Excerpted text:
# Ice-ban!



## kpmsnow (Sep 18, 2009)

I'm curios, I'm a new member to plowsite but not to the industry. I've seen a lot of talk about Magic liquids but not much about ICE-BAN, Why? I use ICE-BAN and love it! I use it to pre-wet my salt as it hits my spinner and as an anti-icing pre storm application. I have put in the time and played with it in almost every configuration I could come up with. Including spraying it in the beds of dump trucks to keep their material from freezing to their beds, on side walks as anti-icing "applied before storm arrival", as well as on parking areas in the same manor, to name a few. I absolutely love the stuff, and it has struck me as odd that I don't seem to see much on this site about it.


----------



## studebaker48 (Sep 4, 2009)

kpmsnow;819706 said:


> I'm curios, I'm a new member to plowsite but not to the industry. I've seen a lot of talk about Magic liquids but not much about ICE-BAN, Why? I use ICE-BAN and love it! I use it to pre-wet my salt as it hits my spinner and as an anti-icing pre storm application. I have put in the time and played with it in almost every configuration I could come up with. Including spraying it in the beds of dump trucks to keep their material from freezing to their beds, on side walks as anti-icing "applied before storm arrival", as well as on parking areas in the same manor, to name a few. I absolutely love the stuff, and it has struck me as odd that I don't seem to see much on this site about it.


ice ban is a good product i have used it too. it is just too expensive to get where i am at. do you or anyone else know of any distributors near columbus,ohio i would use it if i could get the right priceussmileyflag


----------



## rblake (Nov 17, 2007)

I was looking at it this year for pre treating. do you buy it bulk ? what rates do you spray at and what type of tips do you use ?


----------



## studebaker48 (Sep 4, 2009)

rblake;819787 said:


> I was looking at it this year for pre treating. do you buy it bulk ? what rates do you spray at and what type of tips do you use ?


I buy magic salt in columbus that is treated and i treat my own. you use 7-9 gallons a ton on ice ban and magic salt.have you used magic before it is a little cheaper in our area to works really good if not better.


----------



## dee (Dec 13, 2007)

We love IceBan! We have been able to buy in bulk in NH, we have 2 1000 gal tanks. Use it to pretreat walks, roads and parking areas most every storm. Also have our salt pretreated with it. We use a variety of spray rigs with teejet nozzles. I'd be happy to give more specifics to anyone who is interested.


----------



## GLS1 (Oct 6, 2008)

I understand magic and ice ban are different, but is one better or more economical than the other. Does ice ban have a pungent odor or brown color effects. thanks


----------



## Mick (May 19, 2001)

GLS1;820003 said:


> I understand magic and ice ban are different, but is one better or more economical than the other. Does ice ban have a pungent odor or brown color effects. thanks


That's like asking which is better - Coke or Pepsi?

How are they different? That might answer your question.


----------



## kpmsnow (Sep 18, 2009)

Records:
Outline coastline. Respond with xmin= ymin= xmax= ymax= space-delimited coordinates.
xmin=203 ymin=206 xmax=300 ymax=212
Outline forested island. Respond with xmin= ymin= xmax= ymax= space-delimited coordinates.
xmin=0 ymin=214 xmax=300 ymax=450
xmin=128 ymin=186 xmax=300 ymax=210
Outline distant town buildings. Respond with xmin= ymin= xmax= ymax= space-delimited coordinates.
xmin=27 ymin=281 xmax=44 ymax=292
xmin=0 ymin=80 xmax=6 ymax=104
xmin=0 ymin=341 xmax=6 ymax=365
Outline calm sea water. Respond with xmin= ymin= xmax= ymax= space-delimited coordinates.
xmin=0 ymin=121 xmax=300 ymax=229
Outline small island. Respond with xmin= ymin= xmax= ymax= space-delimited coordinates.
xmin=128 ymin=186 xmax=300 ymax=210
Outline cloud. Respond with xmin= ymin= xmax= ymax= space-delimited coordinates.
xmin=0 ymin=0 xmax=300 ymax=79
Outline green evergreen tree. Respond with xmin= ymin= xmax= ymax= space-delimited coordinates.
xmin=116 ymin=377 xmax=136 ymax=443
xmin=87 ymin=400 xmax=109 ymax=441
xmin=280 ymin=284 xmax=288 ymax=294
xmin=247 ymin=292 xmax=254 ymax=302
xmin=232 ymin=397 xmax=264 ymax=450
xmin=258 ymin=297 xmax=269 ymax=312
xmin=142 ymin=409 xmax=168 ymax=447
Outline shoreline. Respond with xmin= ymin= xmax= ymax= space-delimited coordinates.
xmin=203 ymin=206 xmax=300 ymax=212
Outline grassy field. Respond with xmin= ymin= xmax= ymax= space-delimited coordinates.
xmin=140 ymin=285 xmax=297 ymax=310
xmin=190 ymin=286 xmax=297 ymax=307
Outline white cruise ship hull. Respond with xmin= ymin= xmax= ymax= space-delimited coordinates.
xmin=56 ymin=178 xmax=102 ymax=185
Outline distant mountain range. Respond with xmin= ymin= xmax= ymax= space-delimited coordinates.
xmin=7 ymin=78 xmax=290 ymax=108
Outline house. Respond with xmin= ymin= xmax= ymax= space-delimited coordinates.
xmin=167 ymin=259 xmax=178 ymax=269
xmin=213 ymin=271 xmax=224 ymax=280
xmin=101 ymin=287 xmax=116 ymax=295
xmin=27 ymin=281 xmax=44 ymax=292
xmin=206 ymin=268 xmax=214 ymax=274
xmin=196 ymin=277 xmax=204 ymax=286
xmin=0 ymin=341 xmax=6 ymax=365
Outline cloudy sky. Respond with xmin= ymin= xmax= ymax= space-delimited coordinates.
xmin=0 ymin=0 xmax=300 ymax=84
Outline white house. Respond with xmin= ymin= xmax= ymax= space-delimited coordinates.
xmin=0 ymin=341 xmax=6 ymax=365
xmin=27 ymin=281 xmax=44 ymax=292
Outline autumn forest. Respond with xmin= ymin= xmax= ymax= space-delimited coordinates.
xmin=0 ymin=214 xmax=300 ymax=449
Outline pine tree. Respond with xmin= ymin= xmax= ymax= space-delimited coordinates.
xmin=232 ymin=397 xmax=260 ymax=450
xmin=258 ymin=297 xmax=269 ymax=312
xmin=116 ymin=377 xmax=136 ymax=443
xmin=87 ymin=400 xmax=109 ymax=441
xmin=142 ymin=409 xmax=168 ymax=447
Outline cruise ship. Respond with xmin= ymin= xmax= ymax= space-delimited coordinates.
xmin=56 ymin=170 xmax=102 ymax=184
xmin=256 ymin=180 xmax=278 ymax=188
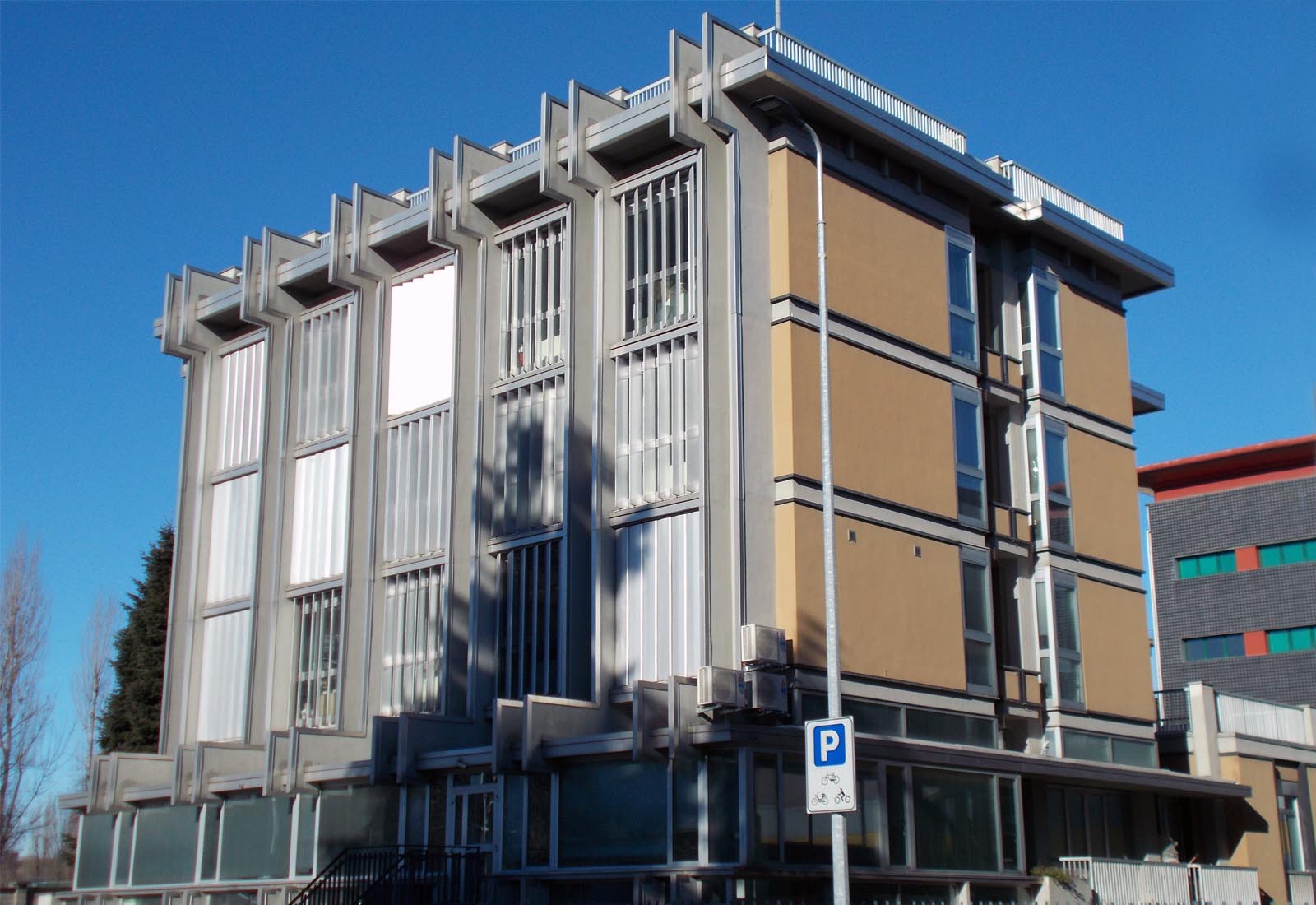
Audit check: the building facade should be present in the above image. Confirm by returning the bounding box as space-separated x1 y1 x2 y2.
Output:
66 16 1250 903
1138 437 1316 905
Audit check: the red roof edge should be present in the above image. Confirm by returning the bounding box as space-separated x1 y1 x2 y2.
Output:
1138 434 1316 497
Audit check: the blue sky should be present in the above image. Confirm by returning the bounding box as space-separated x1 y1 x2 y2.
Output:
0 0 1316 786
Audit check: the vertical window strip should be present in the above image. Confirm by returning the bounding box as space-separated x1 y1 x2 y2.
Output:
498 540 566 700
215 340 265 471
298 303 353 443
621 165 700 336
494 372 566 536
206 475 259 604
382 566 447 716
294 588 342 729
616 510 704 684
498 217 566 378
614 333 702 509
384 409 452 562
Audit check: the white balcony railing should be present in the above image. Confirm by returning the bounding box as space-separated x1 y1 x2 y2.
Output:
987 158 1124 242
1216 692 1311 745
1061 857 1261 905
1288 874 1316 905
758 29 967 154
621 75 671 108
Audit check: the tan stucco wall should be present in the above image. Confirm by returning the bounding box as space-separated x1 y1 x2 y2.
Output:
1068 428 1142 569
1220 754 1288 905
768 149 952 352
1061 283 1133 425
776 504 965 690
1077 578 1156 720
772 323 957 527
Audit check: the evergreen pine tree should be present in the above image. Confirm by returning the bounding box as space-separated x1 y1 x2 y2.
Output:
100 525 174 753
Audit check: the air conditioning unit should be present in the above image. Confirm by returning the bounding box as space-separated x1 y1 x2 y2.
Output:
699 666 745 710
741 622 785 666
745 671 790 713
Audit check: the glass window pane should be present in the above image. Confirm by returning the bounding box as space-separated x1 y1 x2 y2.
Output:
77 814 114 889
558 760 667 866
1036 283 1061 349
956 396 982 468
220 798 292 880
913 769 1000 870
133 805 200 885
946 242 974 312
706 754 741 864
316 786 397 870
671 758 699 861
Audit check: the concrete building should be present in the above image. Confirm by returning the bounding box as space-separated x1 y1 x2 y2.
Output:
66 16 1255 903
1138 437 1316 905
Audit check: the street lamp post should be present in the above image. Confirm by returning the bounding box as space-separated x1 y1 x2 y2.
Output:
754 96 853 905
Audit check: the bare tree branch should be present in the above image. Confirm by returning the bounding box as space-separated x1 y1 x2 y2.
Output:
72 595 120 782
0 533 58 870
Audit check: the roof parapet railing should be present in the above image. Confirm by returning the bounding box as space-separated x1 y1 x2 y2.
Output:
758 28 967 154
985 156 1124 242
621 75 671 108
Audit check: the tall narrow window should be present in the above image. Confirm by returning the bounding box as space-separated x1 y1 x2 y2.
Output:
959 550 996 694
952 385 987 525
621 165 700 336
1020 271 1064 398
380 567 447 714
946 226 978 364
498 215 568 378
292 588 342 727
498 540 566 698
1035 569 1083 707
1028 418 1074 547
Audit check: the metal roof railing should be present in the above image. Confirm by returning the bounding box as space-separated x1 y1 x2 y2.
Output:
758 28 967 154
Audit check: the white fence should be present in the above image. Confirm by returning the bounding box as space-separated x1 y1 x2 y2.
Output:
1216 692 1311 745
1061 857 1261 905
758 29 966 154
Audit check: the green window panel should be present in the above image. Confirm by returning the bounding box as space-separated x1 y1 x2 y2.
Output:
1257 538 1316 569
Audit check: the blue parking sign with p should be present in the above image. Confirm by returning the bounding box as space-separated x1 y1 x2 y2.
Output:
813 723 845 767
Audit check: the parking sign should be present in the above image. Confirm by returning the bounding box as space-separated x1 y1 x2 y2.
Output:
804 717 860 814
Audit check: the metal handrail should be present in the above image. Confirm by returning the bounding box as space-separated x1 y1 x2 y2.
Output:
758 28 967 154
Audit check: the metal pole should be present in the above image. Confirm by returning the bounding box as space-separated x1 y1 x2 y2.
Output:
800 117 854 905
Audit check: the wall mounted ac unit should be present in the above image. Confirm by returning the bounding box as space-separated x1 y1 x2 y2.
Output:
741 622 785 666
745 672 790 713
699 666 745 710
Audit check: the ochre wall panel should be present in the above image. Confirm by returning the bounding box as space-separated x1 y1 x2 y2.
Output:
1061 283 1133 425
1068 428 1142 569
1220 754 1288 905
768 149 948 352
1077 578 1156 720
772 323 956 518
776 504 965 690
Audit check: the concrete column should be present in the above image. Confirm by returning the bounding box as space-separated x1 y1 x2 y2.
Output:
1184 681 1220 779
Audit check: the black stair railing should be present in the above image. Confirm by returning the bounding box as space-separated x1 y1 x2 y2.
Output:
288 846 483 905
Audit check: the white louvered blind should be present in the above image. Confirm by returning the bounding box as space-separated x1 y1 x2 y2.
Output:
494 371 566 536
498 541 566 698
294 588 342 727
196 609 252 742
498 217 568 378
616 333 702 509
288 446 351 584
384 409 452 562
206 475 259 604
388 266 456 415
215 340 265 471
621 165 700 336
298 301 353 443
616 512 704 684
380 567 446 716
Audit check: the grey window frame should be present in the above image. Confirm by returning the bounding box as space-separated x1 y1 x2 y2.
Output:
945 225 982 369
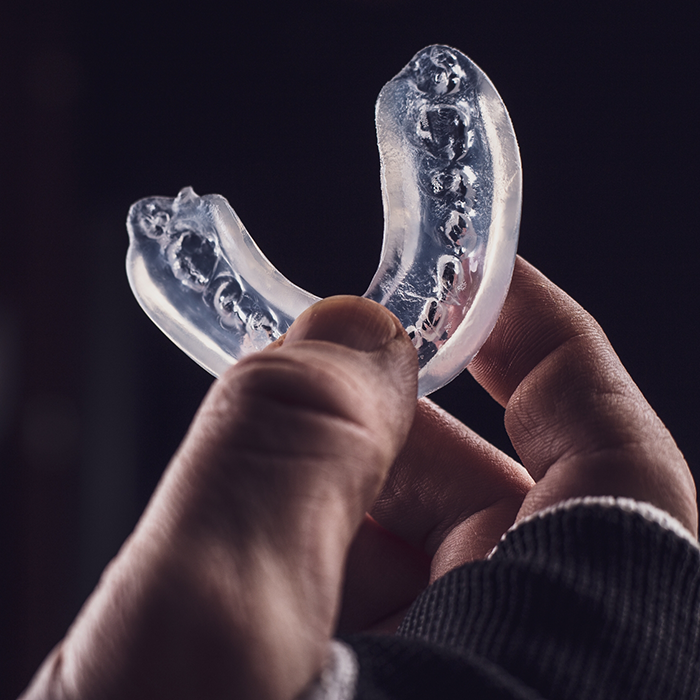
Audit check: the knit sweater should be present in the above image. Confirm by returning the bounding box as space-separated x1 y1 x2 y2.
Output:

Required actions:
(A) Translate this sentence from the Ice-Ban forum thread into Spanish: "I'd be happy to give more specifics to anyone who is interested."
(B) In the records, print the lines from the one containing "Audit check: the roof" to the one containing "804 717 860 814", including both of those lines.
The forum thread and the records are unrelated material.

Results of the exercise:
(A) Con gusto daría más detalles a cualquiera que esté interesado.

(B)
Audit check: the roof parapet railing should be present in the above image. Confirm by returning the bounding box as space-separated x1 y1 x2 y2.
Output:
758 28 967 154
985 156 1124 242
621 75 671 108
Audit check: the tall narrow window should be present in the above image. Confirm by returning the bounding box as space-separated x1 y1 x2 y2.
Output:
959 550 996 694
952 385 987 525
621 165 700 336
1020 271 1064 398
380 567 447 714
946 226 978 364
498 215 568 378
292 588 342 727
498 540 566 698
1035 569 1083 707
1028 418 1074 547
Audit check: the metal roof railing should be present in the above image. Confirm by returning the bounding box as space-separated x1 y1 x2 y2.
Output:
758 28 967 154
Audit check: the white fence should be present in the above image. Confirm by returning the bounding box as space-separated x1 y1 x2 y2.
Output:
1216 692 1311 745
1061 857 1261 905
758 29 966 154
Audit check: the green window panel should be present in the above image. Confirm by returning the bounding box as space-separated x1 y1 x2 y2.
Output:
1257 538 1316 569
Audit check: the blue parking sign with p should be present in the above image. Confirm by returning the bounding box as space-separated x1 y1 x2 y2.
Output:
813 723 845 767
Audit check: the parking sign should be present in the above image. Confirm by returning the bounding box as space-separated x1 y1 x2 y2.
Output:
804 717 860 814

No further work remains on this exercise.